>> Begin Raw data
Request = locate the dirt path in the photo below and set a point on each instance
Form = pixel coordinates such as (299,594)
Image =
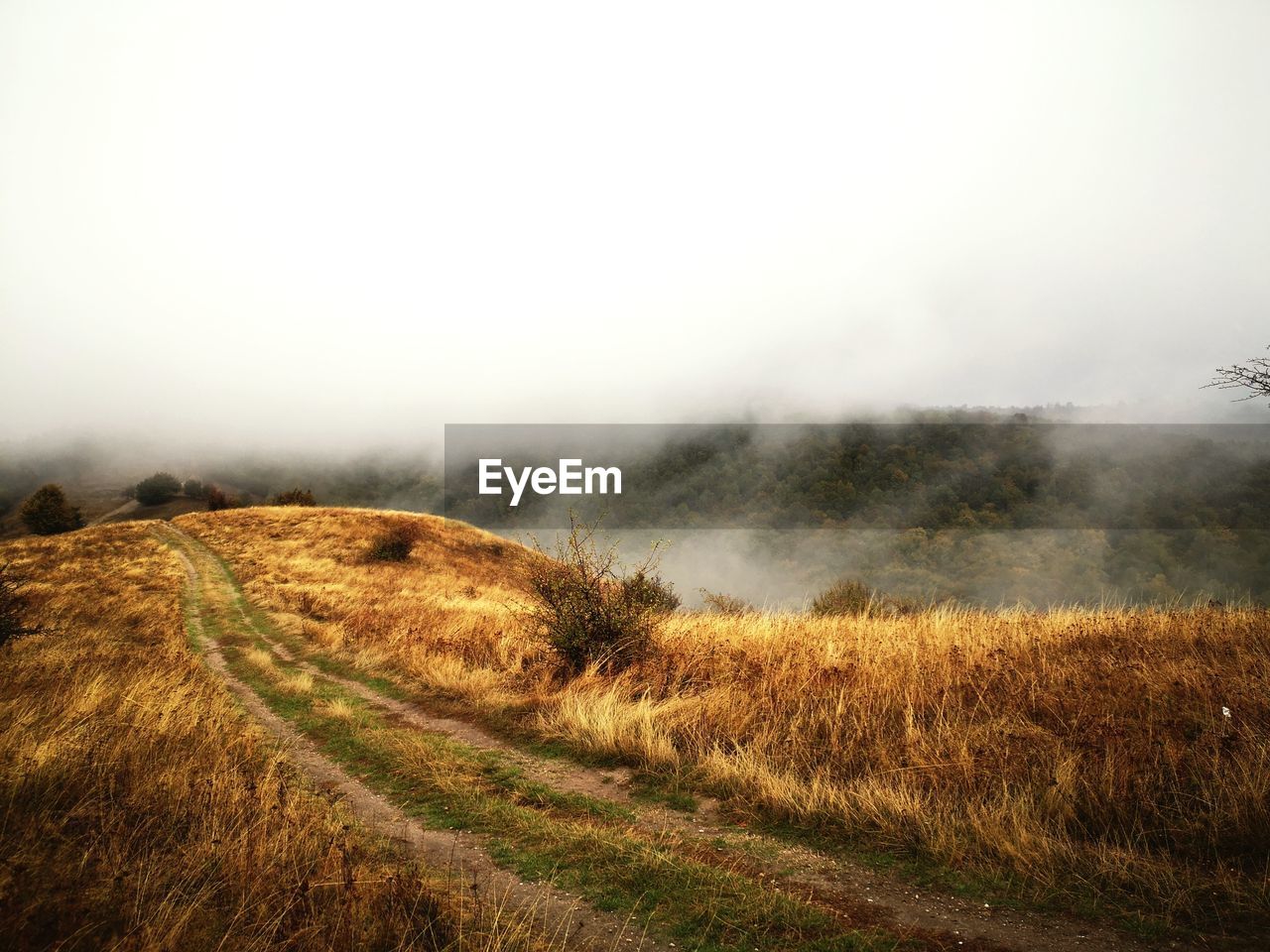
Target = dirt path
(826,881)
(563,920)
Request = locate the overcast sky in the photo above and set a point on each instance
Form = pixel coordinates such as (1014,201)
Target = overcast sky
(275,221)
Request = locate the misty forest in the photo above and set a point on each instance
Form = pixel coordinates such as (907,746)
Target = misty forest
(656,477)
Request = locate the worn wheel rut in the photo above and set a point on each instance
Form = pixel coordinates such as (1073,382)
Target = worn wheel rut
(561,919)
(826,881)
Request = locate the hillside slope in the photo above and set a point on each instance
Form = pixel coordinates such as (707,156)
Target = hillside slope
(145,811)
(1111,762)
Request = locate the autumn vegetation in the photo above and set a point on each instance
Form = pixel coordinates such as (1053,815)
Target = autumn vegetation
(143,807)
(1110,760)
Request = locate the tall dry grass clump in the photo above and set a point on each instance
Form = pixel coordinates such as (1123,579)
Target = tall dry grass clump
(1121,756)
(144,811)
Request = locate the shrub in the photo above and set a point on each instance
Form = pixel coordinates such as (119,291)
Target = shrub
(852,597)
(590,613)
(48,512)
(395,543)
(295,497)
(719,603)
(158,489)
(13,608)
(653,592)
(217,500)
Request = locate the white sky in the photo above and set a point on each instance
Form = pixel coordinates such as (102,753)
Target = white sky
(304,221)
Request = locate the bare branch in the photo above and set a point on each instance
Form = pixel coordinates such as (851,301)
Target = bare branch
(1252,376)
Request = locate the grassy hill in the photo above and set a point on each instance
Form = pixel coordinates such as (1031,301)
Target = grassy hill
(1106,763)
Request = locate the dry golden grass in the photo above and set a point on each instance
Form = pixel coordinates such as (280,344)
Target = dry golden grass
(143,810)
(1121,753)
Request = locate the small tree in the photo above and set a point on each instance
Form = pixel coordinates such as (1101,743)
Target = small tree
(589,612)
(217,500)
(295,497)
(1251,376)
(13,608)
(158,489)
(48,512)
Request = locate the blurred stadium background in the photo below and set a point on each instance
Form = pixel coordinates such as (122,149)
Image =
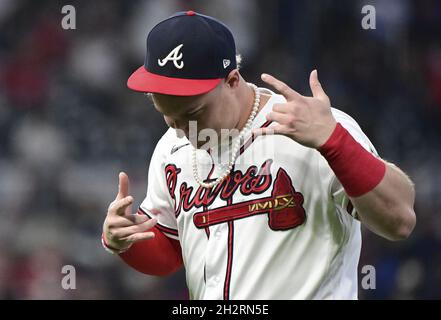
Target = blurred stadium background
(68,125)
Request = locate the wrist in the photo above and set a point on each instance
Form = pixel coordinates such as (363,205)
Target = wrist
(357,169)
(111,249)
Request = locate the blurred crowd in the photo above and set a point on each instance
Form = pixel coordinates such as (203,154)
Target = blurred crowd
(68,125)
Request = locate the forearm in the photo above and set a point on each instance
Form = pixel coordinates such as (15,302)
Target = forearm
(381,193)
(159,256)
(388,209)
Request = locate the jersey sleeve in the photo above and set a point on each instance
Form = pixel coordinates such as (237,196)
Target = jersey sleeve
(158,203)
(338,194)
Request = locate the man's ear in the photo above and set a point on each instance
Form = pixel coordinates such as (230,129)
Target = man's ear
(233,79)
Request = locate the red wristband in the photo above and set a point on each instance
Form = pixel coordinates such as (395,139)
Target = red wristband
(357,169)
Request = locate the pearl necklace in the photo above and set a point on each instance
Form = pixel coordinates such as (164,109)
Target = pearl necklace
(236,145)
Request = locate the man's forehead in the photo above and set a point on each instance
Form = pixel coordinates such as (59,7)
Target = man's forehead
(186,102)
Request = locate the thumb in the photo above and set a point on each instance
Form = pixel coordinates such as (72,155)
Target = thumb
(123,186)
(316,87)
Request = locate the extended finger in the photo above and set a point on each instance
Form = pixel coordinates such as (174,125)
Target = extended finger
(123,185)
(126,221)
(316,87)
(124,233)
(277,129)
(141,236)
(281,118)
(119,206)
(289,93)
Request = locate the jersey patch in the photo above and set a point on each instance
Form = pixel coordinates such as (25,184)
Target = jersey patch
(284,208)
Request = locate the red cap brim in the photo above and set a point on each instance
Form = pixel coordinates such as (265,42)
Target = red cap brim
(143,81)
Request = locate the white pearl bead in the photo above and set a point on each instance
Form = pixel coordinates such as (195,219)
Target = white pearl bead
(236,144)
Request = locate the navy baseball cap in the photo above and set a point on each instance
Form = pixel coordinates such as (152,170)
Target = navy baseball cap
(187,54)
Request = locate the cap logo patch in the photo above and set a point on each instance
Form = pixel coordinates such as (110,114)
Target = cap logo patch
(226,63)
(175,55)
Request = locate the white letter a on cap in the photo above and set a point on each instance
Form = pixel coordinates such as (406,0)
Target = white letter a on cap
(174,56)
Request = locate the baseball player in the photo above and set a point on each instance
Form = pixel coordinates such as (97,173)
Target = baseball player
(279,217)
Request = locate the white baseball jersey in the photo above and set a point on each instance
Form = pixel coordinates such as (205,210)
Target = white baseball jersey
(279,227)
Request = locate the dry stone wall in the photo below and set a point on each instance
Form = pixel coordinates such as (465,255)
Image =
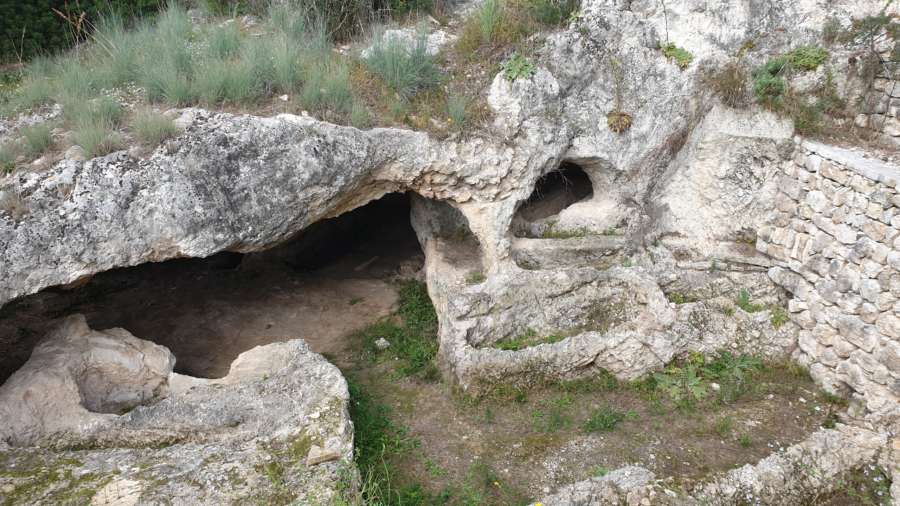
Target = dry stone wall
>> End Raw data
◆ Short problem
Starting at the line containing "Request = locate the navy" and continuing through the end of the listing, format those lines as a JSON list of strings, one string per line, with blank lines left out. Leave the pictures out of the answer.

◆ Response to this exercise
[
  "Request = locate the navy baseball cap in the photo above and set a point on each instance",
  "Form = pixel coordinates such as (152,170)",
  "Target = navy baseball cap",
  "(187,54)",
  "Request = locate the cap logo patch in the photo above and set a point on each instance",
  "Form = pixel coordinates such as (110,114)",
  "Target = cap logo patch",
  "(226,63)",
  "(175,55)",
  "Request = locate the white letter a on cap in the photo above and set a point on each instance",
  "Form = pixel coordinates such as (406,0)",
  "Target = white letter a on cap",
  "(174,56)",
  "Request = locate the baseball player in the photo above and set a point on each instance",
  "Form = pixel coordinates such as (97,173)",
  "Target = baseball player",
  "(279,217)",
  "Request = locate the white baseball jersey in the photo above and set a point on each instance",
  "Form = pixel coordinates such as (205,210)",
  "Target = white baseball jersey",
  "(279,227)",
  "Request = locate the dry stone wall in the photo below and set a point on each instance",
  "Form = pixel coordinates such as (465,255)",
  "Image =",
  "Target = dry stone wall"
]